(About this exercise) Each entry below should be reproduced character for character.
═════ Data shown ═════
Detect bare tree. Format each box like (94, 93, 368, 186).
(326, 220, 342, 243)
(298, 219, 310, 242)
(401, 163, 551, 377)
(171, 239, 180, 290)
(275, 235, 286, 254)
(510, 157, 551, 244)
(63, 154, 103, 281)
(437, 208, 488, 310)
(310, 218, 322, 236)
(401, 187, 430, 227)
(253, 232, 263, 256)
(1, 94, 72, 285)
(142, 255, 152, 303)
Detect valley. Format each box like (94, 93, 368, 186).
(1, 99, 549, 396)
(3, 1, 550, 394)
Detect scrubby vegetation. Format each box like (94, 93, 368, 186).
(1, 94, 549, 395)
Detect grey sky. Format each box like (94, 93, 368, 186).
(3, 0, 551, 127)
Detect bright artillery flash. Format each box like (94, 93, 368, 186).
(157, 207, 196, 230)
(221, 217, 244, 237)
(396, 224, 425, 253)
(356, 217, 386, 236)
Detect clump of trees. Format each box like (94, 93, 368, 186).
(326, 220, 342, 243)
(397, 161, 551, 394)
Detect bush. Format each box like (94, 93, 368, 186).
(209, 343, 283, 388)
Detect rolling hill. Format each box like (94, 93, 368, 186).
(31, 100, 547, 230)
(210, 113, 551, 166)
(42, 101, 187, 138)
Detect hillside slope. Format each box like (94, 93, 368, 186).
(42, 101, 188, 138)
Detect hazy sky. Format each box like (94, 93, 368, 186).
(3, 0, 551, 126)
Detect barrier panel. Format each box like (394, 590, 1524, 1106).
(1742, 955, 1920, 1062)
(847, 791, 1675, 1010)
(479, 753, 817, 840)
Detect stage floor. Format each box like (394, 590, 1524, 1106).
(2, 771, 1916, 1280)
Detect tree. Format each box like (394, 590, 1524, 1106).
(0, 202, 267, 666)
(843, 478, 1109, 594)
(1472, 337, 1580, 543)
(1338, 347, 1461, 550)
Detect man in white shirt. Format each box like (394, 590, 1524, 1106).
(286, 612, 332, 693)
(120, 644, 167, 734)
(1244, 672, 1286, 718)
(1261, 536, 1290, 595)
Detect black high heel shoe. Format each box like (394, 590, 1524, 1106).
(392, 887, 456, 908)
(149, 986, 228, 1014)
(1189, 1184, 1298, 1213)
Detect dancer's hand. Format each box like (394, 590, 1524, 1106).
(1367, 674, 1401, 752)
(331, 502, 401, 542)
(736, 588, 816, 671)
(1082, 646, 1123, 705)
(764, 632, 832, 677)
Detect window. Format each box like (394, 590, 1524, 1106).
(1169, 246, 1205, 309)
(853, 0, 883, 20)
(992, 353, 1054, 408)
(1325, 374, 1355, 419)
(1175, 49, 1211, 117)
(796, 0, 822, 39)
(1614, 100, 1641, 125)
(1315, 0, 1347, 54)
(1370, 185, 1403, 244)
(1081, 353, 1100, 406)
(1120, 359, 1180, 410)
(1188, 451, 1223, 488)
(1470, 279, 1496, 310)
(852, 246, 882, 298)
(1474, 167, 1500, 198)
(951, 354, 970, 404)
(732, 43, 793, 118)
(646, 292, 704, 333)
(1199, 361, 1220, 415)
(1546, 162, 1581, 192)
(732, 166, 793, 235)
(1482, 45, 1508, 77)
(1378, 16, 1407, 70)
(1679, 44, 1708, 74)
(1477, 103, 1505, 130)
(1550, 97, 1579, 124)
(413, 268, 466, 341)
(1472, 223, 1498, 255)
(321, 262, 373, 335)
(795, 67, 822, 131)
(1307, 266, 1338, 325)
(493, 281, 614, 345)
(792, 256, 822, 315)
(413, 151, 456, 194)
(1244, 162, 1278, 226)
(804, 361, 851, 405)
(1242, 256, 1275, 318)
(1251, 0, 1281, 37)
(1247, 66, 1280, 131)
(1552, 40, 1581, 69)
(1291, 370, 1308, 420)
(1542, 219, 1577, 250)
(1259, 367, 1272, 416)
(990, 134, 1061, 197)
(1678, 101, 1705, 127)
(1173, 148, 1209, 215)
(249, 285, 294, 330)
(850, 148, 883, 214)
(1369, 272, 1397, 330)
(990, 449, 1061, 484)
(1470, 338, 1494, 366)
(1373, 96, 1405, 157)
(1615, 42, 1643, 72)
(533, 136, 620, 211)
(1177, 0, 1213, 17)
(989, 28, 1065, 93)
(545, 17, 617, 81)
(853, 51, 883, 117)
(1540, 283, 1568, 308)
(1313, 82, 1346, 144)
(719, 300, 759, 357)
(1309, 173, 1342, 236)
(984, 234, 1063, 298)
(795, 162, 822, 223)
═════
(Result for this exercise)
Detect bare tree. Format each box like (94, 93, 368, 186).
(326, 220, 342, 243)
(298, 219, 310, 242)
(401, 163, 551, 377)
(171, 239, 180, 290)
(275, 235, 286, 254)
(510, 157, 551, 244)
(63, 154, 103, 281)
(437, 208, 488, 310)
(310, 218, 322, 236)
(401, 187, 430, 227)
(253, 232, 263, 256)
(1, 94, 72, 285)
(142, 255, 152, 303)
Detect valley. Format each box like (94, 93, 368, 186).
(1, 99, 549, 396)
(3, 1, 550, 394)
Detect scrubby vegetation. Format each box like (94, 93, 368, 186).
(1, 94, 549, 395)
Detect grey sky. Format each box like (94, 93, 368, 186).
(3, 0, 551, 127)
Detect bright artillery flash. Format each box like (94, 93, 368, 186).
(157, 207, 196, 230)
(221, 217, 244, 237)
(396, 224, 425, 253)
(356, 217, 386, 236)
Detect clump of trees. Format each box like (94, 93, 368, 186).
(326, 220, 342, 243)
(397, 161, 551, 394)
Detect bush. Format each box like (94, 93, 368, 186).
(209, 343, 283, 388)
Detect rolling hill. Format each box like (94, 93, 368, 186).
(31, 100, 547, 230)
(210, 113, 551, 166)
(42, 101, 187, 138)
Detect hillside slope. Format each box like (94, 93, 368, 186).
(42, 101, 188, 138)
Detect hazy sky. Format each box like (94, 93, 368, 186).
(3, 0, 551, 126)
Detect barrier panel. Format each box like (394, 590, 1524, 1106).
(1742, 955, 1920, 1062)
(847, 791, 1675, 1010)
(479, 753, 817, 840)
Detect stage floor. Format each box like (394, 590, 1524, 1106).
(2, 771, 1916, 1280)
Detect tree. Format each box like (394, 590, 1524, 1106).
(0, 202, 267, 666)
(843, 478, 1109, 594)
(1472, 337, 1580, 543)
(1338, 347, 1461, 550)
Detect man in white shirt. Format each box like (394, 590, 1524, 1106).
(286, 612, 332, 693)
(120, 644, 167, 734)
(1244, 672, 1286, 718)
(1261, 536, 1290, 595)
Detect black high heel shoe. Format each box like (394, 590, 1524, 1106).
(392, 887, 456, 908)
(149, 986, 228, 1014)
(1189, 1184, 1298, 1213)
Detect dancer's hand. Format each box like (394, 590, 1524, 1106).
(1367, 674, 1401, 752)
(331, 502, 401, 542)
(736, 588, 816, 671)
(1082, 646, 1123, 705)
(764, 632, 832, 677)
Detect window. Format each box like (394, 590, 1524, 1106).
(1169, 246, 1205, 309)
(853, 0, 883, 20)
(992, 353, 1054, 408)
(1325, 374, 1355, 419)
(1175, 49, 1211, 117)
(796, 0, 822, 39)
(1614, 100, 1641, 125)
(1315, 0, 1347, 54)
(1370, 185, 1403, 244)
(1081, 353, 1100, 406)
(1120, 359, 1180, 410)
(1188, 451, 1223, 488)
(1470, 279, 1496, 310)
(852, 246, 882, 298)
(1474, 167, 1500, 198)
(951, 354, 970, 404)
(732, 43, 793, 118)
(646, 292, 704, 333)
(1199, 361, 1220, 415)
(1546, 162, 1581, 192)
(732, 166, 793, 235)
(1482, 45, 1508, 77)
(1378, 16, 1407, 70)
(1679, 44, 1708, 74)
(1477, 103, 1505, 130)
(1550, 97, 1579, 124)
(413, 268, 466, 341)
(1472, 223, 1498, 255)
(321, 262, 373, 335)
(795, 67, 822, 131)
(1307, 266, 1338, 325)
(493, 281, 614, 345)
(792, 256, 822, 315)
(413, 151, 456, 194)
(1244, 162, 1278, 226)
(804, 361, 851, 405)
(1242, 256, 1275, 318)
(1251, 0, 1281, 37)
(1247, 66, 1280, 131)
(1552, 40, 1581, 69)
(1291, 370, 1308, 420)
(1542, 219, 1577, 250)
(1259, 367, 1272, 416)
(990, 134, 1061, 197)
(1678, 101, 1705, 127)
(1173, 148, 1209, 215)
(249, 285, 294, 330)
(850, 148, 883, 214)
(1369, 272, 1397, 330)
(990, 449, 1061, 484)
(1470, 338, 1494, 366)
(1373, 96, 1405, 157)
(1615, 42, 1643, 72)
(533, 136, 620, 211)
(1177, 0, 1213, 17)
(989, 28, 1065, 93)
(545, 17, 617, 81)
(853, 51, 883, 117)
(1540, 283, 1568, 308)
(1313, 82, 1346, 144)
(719, 300, 759, 357)
(1309, 173, 1342, 236)
(984, 234, 1063, 298)
(795, 162, 822, 223)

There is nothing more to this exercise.